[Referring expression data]
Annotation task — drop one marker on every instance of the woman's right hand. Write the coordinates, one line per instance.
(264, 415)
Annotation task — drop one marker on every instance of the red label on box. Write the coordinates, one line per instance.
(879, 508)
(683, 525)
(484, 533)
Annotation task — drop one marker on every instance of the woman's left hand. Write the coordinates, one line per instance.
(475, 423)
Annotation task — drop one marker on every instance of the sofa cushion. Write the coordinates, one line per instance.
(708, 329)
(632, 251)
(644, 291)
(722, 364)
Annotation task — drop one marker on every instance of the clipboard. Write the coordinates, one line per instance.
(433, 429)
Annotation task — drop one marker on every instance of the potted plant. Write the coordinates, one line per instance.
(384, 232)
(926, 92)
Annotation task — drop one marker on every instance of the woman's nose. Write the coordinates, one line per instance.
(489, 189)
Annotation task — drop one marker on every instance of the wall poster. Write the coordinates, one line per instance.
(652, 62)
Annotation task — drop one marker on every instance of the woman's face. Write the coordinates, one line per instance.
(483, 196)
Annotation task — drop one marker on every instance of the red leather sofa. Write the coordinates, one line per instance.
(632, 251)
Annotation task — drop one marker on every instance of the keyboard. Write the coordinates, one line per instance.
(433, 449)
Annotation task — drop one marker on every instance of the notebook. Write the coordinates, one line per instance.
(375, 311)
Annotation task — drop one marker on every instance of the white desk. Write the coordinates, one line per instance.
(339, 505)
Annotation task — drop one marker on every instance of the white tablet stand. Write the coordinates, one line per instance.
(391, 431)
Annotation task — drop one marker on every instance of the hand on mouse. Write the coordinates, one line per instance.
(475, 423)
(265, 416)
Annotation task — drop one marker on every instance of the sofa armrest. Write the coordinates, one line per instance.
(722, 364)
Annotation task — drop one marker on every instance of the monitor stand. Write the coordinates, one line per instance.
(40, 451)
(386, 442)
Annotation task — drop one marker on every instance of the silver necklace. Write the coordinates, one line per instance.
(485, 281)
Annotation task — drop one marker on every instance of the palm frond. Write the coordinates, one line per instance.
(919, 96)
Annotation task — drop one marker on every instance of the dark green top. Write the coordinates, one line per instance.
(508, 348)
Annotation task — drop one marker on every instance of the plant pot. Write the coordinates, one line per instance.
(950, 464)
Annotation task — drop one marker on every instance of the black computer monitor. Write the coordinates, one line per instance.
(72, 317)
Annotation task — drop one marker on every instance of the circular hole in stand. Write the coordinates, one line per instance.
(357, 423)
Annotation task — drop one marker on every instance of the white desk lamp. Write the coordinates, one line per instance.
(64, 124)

■ **What you should do**: Print every record exactly as written.

■ **Answer section**:
Annotation task — drop one marker on every instance of the woman's right hand. Write the coordinates, one line per instance.
(264, 415)
Annotation task — drop one marker on every instance of the red label on box. Write the coordinates, one line per instance.
(879, 508)
(683, 525)
(484, 533)
Annotation task — drop one marker on every instance of the woman's left hand. Write the coordinates, one line per instance.
(475, 423)
Annotation task — drop one marker on every instance of the sofa cushion. Write the coordinates, one line per instance.
(708, 329)
(632, 251)
(644, 291)
(722, 364)
Annotation task — drop one marker on every instance of the clipboard. Write the coordinates, one line per instance.
(433, 429)
Annotation task — drop one marker on every instance of the potted plant. Write the coordinates, one line per instance.
(384, 232)
(926, 92)
Annotation task — drop one marker on every instance of the woman's nose. Write the coordinates, one line per instance.
(489, 189)
Annotation task — drop one marker on every instance of the wall poster. Write the coordinates, one line per instance.
(652, 62)
Annotation task — drop one marker on every instance of the woman's face. Write the coordinates, one line per instance.
(483, 196)
Annotation task — drop one marker on every instance of the red leather sofa. Write the coordinates, one line per instance.
(632, 251)
Annotation task — drop one marker on every instance of the keyboard. Write the coordinates, one line per instance.
(433, 449)
Annotation task — drop one marker on every instance of the notebook. Write the coordinates, one line per instance.
(375, 311)
Annotation task — drop one marker on every instance of the white desk. Write the coordinates, one line per instance.
(339, 505)
Annotation task — drop one marker on every instance of the white tablet stand. Write the coordinates, one line per instance.
(391, 431)
Annotation task — drop one marker on every instance of the hand on mouse. Write the coordinates, one line per instance.
(475, 423)
(265, 416)
Annotation task — drop one marker on every instance of the sofa armrest. Write the coordinates, one line per instance.
(722, 364)
Annotation task — drop one marker on every instance of the monitor stand. Write the coordinates, one line per instance.
(40, 451)
(386, 442)
Annotation task — drop one marker on every instance of the silver necklace. Write the coordinates, one line per instance.
(485, 281)
Annotation task — drop one marker on every instance of the palm frond. Write the coordinates, one line per instance.
(919, 96)
Annotation task — drop one marker on every instance of the dark green top. Write the coordinates, one line per instance.
(508, 348)
Annotation task — drop one marker on every instance of the plant pot. Write the coordinates, one line per instance.
(950, 464)
Annotation task — drop one marker on every instance of the black computer monitor. Write the coordinates, one line per instance.
(72, 317)
Annotation task — drop one marker on every instance of the circular hole in stand. Write the coordinates, one line per instance.
(357, 423)
Annotation task — drop one marker on every instance of the white desk lamp. Write the coordinates, one line per instance.
(64, 124)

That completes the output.